[Image boundary labeling data]
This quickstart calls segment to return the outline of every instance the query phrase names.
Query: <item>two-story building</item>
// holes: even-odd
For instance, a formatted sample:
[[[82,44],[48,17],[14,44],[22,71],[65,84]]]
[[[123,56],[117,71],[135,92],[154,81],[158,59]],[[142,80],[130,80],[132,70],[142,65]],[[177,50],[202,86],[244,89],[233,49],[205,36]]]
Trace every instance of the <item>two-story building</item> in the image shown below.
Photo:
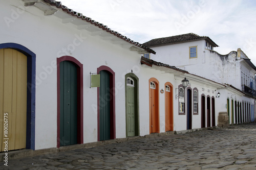
[[[217,82],[231,85],[238,93],[227,92],[227,103],[222,102],[227,106],[223,106],[219,111],[224,111],[224,108],[230,112],[230,123],[254,121],[256,67],[240,48],[225,55],[220,55],[214,50],[218,45],[210,38],[193,33],[154,39],[143,45],[157,52],[145,54],[145,57],[172,64]],[[249,109],[244,107],[242,110],[244,110],[248,118],[242,120],[240,119],[242,116],[237,117],[239,114],[237,112],[240,110],[238,108],[243,108],[244,103]],[[232,109],[229,109],[229,106]]]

Task objective ▸ Output every line of the data above as a numbered list, skipping blank lines and omitting any pictures.

Expected answer ▸
1. This quickstart calls segment to return the outline of every instance the query phrase names.
2. Query: <item>two-story building</item>
3. // holes: even-odd
4. For instance, a formatted sample:
5. [[[82,44],[48,17],[14,44],[22,71],[65,84]]]
6. [[[123,56],[117,71],[135,92],[154,81],[158,59]],[[142,80],[130,80],[132,70],[142,65]],[[177,50],[202,86],[244,89],[233,49],[205,36]]]
7. Trace every instance of the <item>two-story building</item> in the image shown below.
8. Photo:
9. [[[217,82],[231,85],[238,93],[227,92],[227,103],[222,102],[227,106],[223,106],[219,111],[224,111],[224,108],[230,112],[230,123],[254,121],[256,67],[240,48],[225,55],[220,55],[214,50],[218,45],[210,38],[193,33],[154,39],[143,45],[157,52],[145,54],[145,57],[172,64]],[[249,109],[244,107],[242,110],[244,110],[248,118],[242,120],[240,119],[242,116],[237,117],[239,114],[237,112],[240,110],[238,108],[243,108],[244,103]],[[232,109],[229,109],[229,106]]]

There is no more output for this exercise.